_Supplied data_
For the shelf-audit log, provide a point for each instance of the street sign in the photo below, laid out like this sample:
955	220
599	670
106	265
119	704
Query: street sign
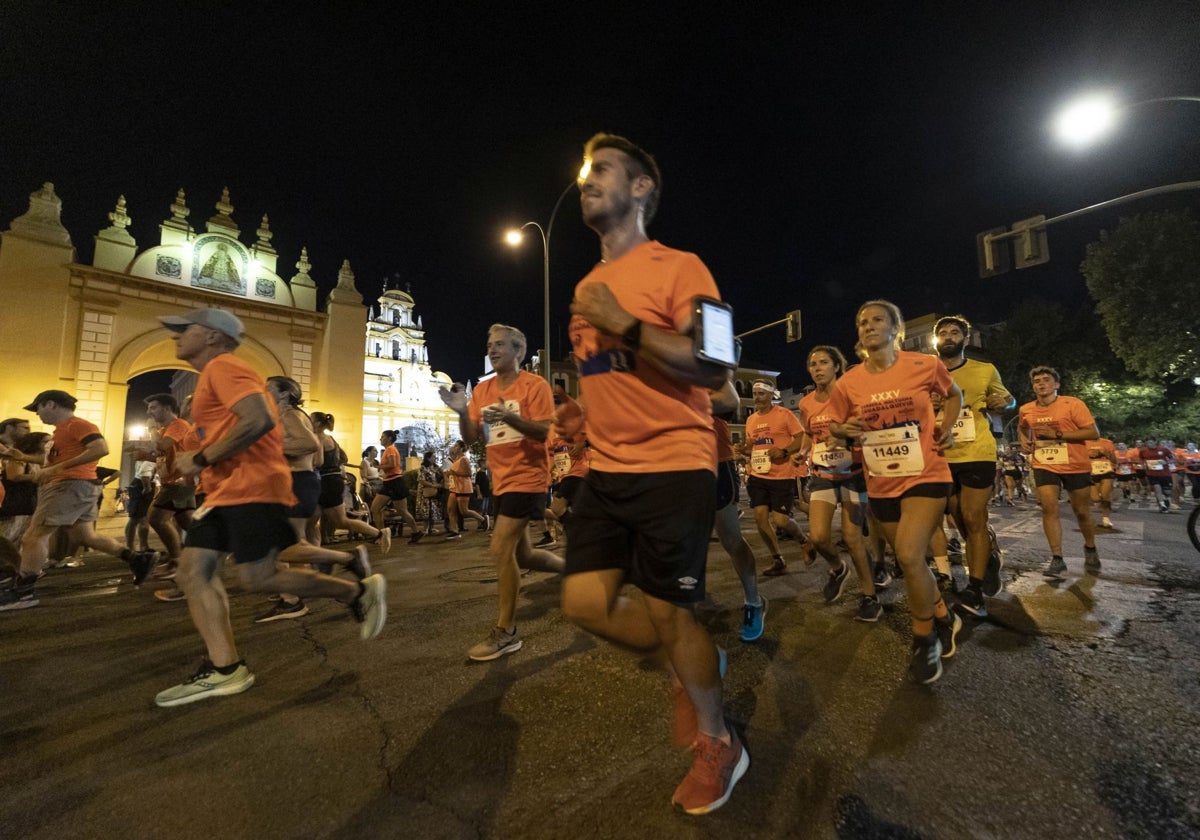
1032	246
793	325
995	258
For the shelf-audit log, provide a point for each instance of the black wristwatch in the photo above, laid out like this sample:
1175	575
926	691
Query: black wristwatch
633	336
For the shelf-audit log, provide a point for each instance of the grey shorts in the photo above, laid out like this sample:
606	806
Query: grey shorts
66	502
175	497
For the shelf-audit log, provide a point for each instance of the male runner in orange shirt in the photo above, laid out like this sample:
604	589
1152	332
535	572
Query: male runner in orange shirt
249	490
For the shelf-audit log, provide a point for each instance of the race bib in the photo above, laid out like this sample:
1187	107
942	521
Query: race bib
894	451
501	432
562	462
831	459
760	461
964	427
1051	454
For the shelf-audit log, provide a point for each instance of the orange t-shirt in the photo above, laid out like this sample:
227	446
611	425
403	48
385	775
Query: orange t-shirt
640	420
519	463
898	403
724	442
177	430
773	430
390	463
1065	414
834	461
71	437
258	474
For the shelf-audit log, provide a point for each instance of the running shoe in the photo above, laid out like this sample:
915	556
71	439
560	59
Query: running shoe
370	607
775	569
947	631
971	603
753	621
142	563
869	610
1057	568
837	583
925	666
882	576
207	682
359	564
715	769
993	583
281	610
19	595
498	643
684	726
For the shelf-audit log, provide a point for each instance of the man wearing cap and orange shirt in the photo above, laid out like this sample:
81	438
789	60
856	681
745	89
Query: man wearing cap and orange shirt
67	496
773	436
245	511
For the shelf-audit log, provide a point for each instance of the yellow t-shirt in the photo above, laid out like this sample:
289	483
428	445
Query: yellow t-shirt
976	379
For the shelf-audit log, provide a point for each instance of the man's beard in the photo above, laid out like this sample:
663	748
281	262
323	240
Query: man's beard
948	349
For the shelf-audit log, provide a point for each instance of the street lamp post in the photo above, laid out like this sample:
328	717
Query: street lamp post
515	238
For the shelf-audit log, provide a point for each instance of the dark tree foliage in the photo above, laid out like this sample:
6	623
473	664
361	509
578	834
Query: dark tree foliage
1145	279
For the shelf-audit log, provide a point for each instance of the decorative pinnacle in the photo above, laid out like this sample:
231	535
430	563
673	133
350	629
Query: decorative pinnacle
179	210
119	219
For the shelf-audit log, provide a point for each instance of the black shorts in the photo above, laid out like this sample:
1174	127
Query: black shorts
726	485
251	532
775	493
521	505
888	510
306	487
975	474
849	490
394	489
1069	481
652	526
333	490
568	489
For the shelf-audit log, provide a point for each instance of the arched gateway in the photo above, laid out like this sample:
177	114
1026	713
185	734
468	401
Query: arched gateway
89	329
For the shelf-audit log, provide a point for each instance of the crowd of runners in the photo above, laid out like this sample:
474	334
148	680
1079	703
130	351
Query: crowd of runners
642	471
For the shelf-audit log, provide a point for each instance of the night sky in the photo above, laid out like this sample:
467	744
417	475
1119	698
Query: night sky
813	161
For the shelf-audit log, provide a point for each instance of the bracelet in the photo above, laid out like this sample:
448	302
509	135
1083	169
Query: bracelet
633	336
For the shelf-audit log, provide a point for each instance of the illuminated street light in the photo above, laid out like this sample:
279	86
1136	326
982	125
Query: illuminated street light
1086	119
1091	117
515	237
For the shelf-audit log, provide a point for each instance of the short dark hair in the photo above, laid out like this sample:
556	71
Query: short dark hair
643	161
1044	369
839	360
167	400
958	321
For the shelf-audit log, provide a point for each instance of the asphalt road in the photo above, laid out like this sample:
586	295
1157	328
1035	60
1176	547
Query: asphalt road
1069	713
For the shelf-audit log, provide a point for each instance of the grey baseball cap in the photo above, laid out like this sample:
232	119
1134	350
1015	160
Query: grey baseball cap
213	317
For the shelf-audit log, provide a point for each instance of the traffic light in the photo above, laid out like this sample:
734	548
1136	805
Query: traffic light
793	325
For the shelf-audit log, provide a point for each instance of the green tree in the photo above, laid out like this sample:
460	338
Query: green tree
1145	277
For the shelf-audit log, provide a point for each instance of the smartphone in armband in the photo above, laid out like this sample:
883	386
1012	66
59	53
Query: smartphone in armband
712	335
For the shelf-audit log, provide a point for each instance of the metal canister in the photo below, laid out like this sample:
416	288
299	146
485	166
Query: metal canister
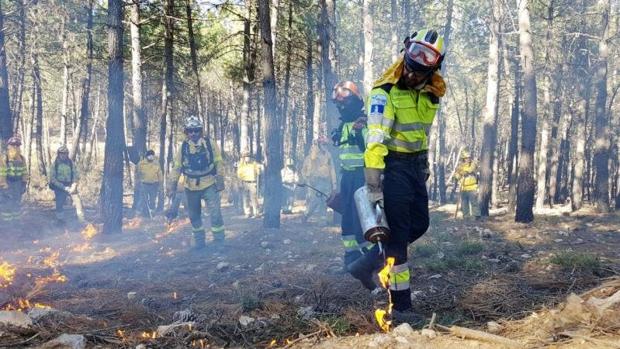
371	216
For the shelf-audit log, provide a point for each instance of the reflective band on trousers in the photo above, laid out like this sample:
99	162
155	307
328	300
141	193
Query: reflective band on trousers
350	244
399	277
411	146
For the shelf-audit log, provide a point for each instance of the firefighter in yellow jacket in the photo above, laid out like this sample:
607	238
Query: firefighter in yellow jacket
13	180
149	176
401	110
249	172
200	162
467	176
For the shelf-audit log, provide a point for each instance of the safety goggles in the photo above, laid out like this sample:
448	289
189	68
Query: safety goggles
423	54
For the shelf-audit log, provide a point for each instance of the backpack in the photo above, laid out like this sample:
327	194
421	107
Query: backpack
199	164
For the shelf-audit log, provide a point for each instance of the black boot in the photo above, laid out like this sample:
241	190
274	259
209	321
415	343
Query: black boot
364	269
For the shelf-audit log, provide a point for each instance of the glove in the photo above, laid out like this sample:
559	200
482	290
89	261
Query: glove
436	85
360	123
374	185
219	183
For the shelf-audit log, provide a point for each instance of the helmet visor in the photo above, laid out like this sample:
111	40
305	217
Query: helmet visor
423	54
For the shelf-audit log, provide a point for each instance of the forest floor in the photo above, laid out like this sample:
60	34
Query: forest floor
285	288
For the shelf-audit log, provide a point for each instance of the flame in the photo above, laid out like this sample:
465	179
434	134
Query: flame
7	273
382	316
89	232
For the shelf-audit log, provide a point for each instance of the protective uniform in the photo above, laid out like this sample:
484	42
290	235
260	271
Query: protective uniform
63	179
13	179
466	174
149	175
200	162
399	120
290	178
249	172
350	137
318	171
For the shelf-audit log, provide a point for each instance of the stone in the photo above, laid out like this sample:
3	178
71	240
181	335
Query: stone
245	321
428	333
403	330
165	330
15	318
66	341
493	327
222	265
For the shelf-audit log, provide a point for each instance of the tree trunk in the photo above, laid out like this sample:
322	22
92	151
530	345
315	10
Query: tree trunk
272	202
368	40
84	108
525	180
193	51
112	191
601	124
6	120
489	131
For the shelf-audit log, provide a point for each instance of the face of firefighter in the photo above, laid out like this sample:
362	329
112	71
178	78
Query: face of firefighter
193	134
414	79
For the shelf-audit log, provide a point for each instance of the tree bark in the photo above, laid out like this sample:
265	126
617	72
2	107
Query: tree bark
489	131
272	202
6	119
601	123
368	46
525	180
112	190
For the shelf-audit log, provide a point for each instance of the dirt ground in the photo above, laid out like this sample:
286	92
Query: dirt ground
273	288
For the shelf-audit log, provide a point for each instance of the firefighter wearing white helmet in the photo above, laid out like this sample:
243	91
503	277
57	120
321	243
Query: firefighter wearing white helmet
200	162
466	175
401	109
63	178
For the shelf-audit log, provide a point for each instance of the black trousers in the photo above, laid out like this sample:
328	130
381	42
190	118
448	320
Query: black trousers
406	210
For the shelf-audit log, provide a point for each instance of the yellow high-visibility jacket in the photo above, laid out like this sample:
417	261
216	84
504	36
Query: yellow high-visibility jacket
466	175
12	167
249	171
149	171
399	120
182	165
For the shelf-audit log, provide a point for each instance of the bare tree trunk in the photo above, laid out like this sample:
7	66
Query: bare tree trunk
80	130
194	57
112	191
368	47
601	124
272	202
489	137
525	185
6	119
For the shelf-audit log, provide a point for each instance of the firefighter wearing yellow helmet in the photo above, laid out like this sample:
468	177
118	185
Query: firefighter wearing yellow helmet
200	163
401	109
467	176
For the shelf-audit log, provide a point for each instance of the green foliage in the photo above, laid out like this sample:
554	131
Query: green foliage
576	260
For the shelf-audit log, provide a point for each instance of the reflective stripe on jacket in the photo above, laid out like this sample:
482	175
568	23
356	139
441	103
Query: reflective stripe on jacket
398	120
351	156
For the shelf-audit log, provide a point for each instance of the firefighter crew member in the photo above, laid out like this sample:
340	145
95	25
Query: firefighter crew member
467	176
290	178
249	172
200	162
13	180
149	177
350	137
318	171
63	180
401	109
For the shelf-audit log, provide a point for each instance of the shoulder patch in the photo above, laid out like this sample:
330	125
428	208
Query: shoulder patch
377	104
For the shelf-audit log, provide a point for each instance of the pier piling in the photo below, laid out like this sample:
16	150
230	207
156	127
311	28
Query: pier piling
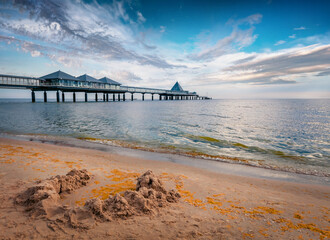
33	96
45	96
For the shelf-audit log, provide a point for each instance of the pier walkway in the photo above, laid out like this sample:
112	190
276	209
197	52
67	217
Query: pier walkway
63	82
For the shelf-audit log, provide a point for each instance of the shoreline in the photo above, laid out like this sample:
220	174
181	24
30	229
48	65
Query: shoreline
212	205
235	168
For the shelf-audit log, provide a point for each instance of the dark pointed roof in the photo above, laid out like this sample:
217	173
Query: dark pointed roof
59	75
87	78
108	80
177	87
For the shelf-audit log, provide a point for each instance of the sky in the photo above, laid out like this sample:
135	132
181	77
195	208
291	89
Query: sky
222	49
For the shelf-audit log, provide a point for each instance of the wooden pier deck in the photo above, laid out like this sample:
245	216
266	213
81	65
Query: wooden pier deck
75	85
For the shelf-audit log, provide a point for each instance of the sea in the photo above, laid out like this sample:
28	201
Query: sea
282	135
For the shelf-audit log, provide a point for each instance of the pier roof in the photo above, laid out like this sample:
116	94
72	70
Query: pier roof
59	75
108	80
87	78
177	87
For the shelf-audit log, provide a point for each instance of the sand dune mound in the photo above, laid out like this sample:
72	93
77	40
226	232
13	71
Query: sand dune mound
150	195
43	200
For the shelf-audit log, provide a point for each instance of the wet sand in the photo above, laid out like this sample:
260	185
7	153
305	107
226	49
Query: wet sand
212	205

_Brief_
Which lines of the entries above contain the word "below"? Copy each of them.

_Exercise result_
For the shelf-audit log, provide a point for each instance of the street sign in the photo below, laid out like this sample:
For the shelf-audit log, provide a point for each instance of the metal canister in the photo below, laid out like this sample:
For the shelf-audit log, provide a point for each instance of the pier piling in the photo below, laid out like this sample:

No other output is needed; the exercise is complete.